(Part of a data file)
########
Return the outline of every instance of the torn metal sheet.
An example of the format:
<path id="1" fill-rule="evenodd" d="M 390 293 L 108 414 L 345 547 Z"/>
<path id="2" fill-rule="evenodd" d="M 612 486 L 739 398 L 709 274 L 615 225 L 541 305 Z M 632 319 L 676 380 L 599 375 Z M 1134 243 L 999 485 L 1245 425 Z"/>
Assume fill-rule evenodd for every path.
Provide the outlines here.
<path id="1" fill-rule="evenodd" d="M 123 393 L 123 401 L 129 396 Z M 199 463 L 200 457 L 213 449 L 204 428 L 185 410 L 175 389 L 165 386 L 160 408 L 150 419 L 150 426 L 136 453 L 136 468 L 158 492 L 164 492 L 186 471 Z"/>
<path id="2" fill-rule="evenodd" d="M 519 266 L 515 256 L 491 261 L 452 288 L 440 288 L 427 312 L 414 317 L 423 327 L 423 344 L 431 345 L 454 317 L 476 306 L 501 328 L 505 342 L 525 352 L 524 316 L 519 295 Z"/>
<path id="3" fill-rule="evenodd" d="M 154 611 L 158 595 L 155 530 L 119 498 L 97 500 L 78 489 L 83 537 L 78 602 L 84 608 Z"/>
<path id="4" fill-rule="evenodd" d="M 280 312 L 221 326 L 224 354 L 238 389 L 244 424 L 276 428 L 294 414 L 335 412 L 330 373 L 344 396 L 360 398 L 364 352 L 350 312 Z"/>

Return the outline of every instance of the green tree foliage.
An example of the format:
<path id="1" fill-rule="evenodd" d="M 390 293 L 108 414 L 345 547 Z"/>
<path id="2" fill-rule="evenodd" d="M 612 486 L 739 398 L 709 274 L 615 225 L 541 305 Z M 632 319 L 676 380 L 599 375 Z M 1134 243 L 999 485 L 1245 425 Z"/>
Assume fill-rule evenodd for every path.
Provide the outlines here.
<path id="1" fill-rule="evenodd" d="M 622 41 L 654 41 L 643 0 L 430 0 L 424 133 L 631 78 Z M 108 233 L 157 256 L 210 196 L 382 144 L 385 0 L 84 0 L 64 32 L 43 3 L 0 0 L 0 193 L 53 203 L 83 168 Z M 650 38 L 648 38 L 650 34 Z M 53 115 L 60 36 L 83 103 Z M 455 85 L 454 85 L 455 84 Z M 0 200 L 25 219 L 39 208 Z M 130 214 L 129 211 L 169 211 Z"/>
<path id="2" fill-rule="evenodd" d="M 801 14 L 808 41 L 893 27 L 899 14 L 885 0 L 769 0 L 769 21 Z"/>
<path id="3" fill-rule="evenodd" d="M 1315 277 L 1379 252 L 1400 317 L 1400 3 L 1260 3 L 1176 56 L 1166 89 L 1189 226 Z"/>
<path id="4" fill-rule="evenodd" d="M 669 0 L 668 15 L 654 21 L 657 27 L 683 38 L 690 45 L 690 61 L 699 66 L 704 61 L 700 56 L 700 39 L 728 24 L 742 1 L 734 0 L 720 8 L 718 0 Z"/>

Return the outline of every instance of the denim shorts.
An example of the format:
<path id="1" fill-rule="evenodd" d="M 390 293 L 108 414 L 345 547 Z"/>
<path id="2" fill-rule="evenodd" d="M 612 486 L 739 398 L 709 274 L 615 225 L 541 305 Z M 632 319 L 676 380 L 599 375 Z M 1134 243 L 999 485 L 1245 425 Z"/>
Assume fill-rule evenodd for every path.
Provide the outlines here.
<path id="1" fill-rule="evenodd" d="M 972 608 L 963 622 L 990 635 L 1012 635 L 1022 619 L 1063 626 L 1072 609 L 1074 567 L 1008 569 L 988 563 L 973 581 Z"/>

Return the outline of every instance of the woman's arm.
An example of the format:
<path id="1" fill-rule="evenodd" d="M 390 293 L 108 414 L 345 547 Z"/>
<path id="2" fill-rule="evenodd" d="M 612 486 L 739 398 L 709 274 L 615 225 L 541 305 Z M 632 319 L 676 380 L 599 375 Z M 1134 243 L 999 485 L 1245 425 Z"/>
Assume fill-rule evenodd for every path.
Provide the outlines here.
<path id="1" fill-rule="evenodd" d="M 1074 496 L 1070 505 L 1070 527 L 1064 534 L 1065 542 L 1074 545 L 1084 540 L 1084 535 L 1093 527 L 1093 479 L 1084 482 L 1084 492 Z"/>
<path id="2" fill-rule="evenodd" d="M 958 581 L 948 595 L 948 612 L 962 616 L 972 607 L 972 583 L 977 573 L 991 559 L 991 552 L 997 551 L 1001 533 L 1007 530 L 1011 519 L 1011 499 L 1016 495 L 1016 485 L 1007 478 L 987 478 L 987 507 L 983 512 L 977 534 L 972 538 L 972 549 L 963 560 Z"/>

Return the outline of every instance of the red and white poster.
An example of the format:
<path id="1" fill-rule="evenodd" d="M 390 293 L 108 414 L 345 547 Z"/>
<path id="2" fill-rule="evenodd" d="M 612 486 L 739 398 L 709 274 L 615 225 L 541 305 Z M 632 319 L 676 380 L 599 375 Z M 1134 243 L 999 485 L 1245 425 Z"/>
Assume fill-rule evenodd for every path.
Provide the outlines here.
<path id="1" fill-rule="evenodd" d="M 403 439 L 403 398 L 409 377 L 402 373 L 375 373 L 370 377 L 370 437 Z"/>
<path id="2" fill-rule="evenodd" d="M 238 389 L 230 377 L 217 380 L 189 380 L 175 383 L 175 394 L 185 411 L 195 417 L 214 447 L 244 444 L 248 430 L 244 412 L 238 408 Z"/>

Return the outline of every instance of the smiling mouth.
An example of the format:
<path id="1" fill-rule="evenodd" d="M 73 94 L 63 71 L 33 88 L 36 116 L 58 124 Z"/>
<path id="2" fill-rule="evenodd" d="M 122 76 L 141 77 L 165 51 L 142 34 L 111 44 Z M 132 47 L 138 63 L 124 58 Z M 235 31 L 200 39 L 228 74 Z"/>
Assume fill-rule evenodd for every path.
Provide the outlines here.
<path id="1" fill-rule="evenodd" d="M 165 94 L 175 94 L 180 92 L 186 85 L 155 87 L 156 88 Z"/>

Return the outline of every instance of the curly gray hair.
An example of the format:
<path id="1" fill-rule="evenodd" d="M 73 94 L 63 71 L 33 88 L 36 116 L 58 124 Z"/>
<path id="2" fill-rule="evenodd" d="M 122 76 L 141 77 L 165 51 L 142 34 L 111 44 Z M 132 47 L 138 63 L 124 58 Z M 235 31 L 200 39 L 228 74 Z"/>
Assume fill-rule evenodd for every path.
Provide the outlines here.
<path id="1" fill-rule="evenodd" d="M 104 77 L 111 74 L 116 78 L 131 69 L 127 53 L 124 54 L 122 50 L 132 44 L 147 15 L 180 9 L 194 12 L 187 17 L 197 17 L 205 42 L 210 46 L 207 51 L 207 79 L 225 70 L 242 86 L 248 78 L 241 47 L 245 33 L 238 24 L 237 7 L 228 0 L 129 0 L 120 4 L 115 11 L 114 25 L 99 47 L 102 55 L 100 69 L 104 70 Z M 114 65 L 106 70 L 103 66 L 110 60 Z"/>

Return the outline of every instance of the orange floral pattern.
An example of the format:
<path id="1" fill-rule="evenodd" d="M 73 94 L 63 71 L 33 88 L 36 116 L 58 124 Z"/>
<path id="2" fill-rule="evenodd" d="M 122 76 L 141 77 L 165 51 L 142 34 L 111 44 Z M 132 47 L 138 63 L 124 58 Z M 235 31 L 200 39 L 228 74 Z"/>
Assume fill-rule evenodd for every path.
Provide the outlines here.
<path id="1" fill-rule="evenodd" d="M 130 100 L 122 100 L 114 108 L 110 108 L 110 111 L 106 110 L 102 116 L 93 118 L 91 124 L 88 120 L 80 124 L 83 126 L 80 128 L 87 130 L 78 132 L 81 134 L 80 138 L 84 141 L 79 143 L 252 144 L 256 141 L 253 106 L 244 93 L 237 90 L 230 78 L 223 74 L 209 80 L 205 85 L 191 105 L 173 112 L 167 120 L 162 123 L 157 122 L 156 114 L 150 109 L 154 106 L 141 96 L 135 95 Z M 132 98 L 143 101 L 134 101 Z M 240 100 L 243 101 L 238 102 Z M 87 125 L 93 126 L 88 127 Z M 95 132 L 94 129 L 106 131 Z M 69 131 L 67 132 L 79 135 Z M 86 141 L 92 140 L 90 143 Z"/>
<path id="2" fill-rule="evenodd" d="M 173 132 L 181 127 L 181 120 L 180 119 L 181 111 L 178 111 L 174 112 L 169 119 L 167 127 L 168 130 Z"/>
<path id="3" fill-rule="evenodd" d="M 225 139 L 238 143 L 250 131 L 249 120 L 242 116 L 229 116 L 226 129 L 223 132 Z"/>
########
Return every line in the listing that contains the word "instance". Letter case matters.

Return the outline of every instance of the torn metal sheet.
Return the outline of every instance of the green tree foliage.
Return the outline of every instance of the denim shorts.
Return the outline of every instance of the woman's arm.
Return the outline of every instance of the red and white poster.
Return the outline of every instance of the smiling mouth.
Return the outline of every instance of the curly gray hair.
Return the outline of every instance of the orange floral pattern.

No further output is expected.